## Görev listesi
1. Şiddet üzerine konuşmada konuşmacı nerede büyüdüğünü söylüyor?
2. Şiddet üzerine konuşmayı kaldığı yerden sürdürün.

## Kaynak metin
+---+

Konuşmama, tarihi bir
gizemle başlayacağım.
1957'de aynı politik grubun üyesi olan,
aynı şehirde yaşayan
ve yirmilerinde olan
iki genç kadın vardı.
O yıl, ikisi de şiddet saldırısı
işlemeye karar verdi.
Bir tanesi silahını aldı ve denetleme
noktasında bir askere yaklaştı.
Diğeri, bir bomba aldı
ve kalabalık bir kafeye gitti.
Ama olay şu ki
kızlardan biri saldırıyı gerçekleştirdi
ama diğeri vazgeçti.
Farklılık yaratan şey neydi?
Ben davranışsal tarihçiyim
ve toplumsal hareketlerdeki saldırganlık,
ahlaki biliş ve karar verme
üzerine çalışıyorum.
Bu söylemesi zor bir kelime. (Güler)
Başka bir şekilde söylemek gerekirse
bir bireyin tetiği çekmeye
karar verdiği anı,
o ana yol açan gündelik kararları
ve o davranışın
neden haklı olduğuyla alakalı
kendilerine anlattıkları
hikâyeler üzerine çalışıyorum.
Bu konu,
benim için sadece bilimsel bir şey değil.
Aslında biraz kişisel bir konu.
Idaho'daki Kootenai County'de büyüdüm
ve bu çok önemli.
Bu, Idaho'nun patatesiyle
ünlü olan bölgesi değil.
Bu bölgede patates yok.
Eğer bana patatesler hakkında
soru sorarsanız
sizi bulurum.
(Gülüşmeler)
Idaho'nun bu bölgesi dağ gölleriyle,
at binmeleriyle,
kayakçılığıyla biliniyor.
Maalesef 1980'lerden itibaren
Aryan milletinin genel merkezlerinin
burada olmasıyla da biliniyor.
Her yıl neo-Nazi topluluğu gelir
ve kasabamızda yürüyüş yapar.
Yine her yıl kasabamızın üyeleri gelir
ve onları protesto eder.
2001 yılında liseden mezun oldum
ve New York şehrinde
üniversiteye başladım.

+---+

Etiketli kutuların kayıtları
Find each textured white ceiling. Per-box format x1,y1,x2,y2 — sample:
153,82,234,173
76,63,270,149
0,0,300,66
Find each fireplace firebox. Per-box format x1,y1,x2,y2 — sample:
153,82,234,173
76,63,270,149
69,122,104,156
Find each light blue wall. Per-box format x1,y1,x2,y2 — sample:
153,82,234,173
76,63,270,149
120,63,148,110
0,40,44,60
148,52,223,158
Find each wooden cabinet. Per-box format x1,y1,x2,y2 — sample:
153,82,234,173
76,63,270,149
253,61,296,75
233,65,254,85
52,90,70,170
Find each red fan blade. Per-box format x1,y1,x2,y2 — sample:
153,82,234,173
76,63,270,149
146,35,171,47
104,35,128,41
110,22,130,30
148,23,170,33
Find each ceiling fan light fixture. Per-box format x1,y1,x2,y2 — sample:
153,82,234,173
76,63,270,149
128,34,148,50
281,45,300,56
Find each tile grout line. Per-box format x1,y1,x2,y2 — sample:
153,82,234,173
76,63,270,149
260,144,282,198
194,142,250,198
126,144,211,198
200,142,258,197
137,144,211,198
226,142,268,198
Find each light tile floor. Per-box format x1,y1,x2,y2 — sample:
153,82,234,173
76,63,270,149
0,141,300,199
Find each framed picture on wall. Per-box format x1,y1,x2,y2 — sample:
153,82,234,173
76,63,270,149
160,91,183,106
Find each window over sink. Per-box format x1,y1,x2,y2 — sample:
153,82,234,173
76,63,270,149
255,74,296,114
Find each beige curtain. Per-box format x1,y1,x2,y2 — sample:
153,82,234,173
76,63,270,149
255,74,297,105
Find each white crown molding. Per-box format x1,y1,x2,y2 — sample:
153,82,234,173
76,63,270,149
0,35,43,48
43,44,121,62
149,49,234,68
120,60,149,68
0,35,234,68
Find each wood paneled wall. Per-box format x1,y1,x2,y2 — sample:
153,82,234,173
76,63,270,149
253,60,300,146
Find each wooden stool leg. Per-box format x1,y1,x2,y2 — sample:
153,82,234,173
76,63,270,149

+---+

## Görevlere göre yanıtlar
1. Idaho'daki Kootenai County'de.

2.
2001'in Ağustos'unda oraya gittim
ve birçoğunuzun da haberdar olduğu üzere
3 hafta sonra
İkiz Kuleler yıkıldı.
Şok olmuştum,
inanılmaz derecede öfkeliydim.
Bir şeyler yapmak istiyordum
ama o zamanlar yapmayı düşündüğüm tek şey
Arapça öğrenmekti.
İtiraf etmeliyim ki sınıfta,
onların bizden neden nefret ettiklerini
öğrenmek isteyen o kız bendim.
Arapça öğrenmeye
çok yanlış sebeplerle başladım.
Ama beklenmedik bir şey oldu.
İsrail'de okumak için burs kazandım.
Idaholu kız Orta Doğu'ya gitti.
Oradayken Filistinli Müslümanlarla,
Filistinli Hristiyanlarla,
İsrailli yerleşimcilerle
ve İsrailli barış
aktivistleriyle tanıştım.
Her eylemin bir ekolojisi
olduğunu öğrendim.
Hepsinin bir kaynağı var.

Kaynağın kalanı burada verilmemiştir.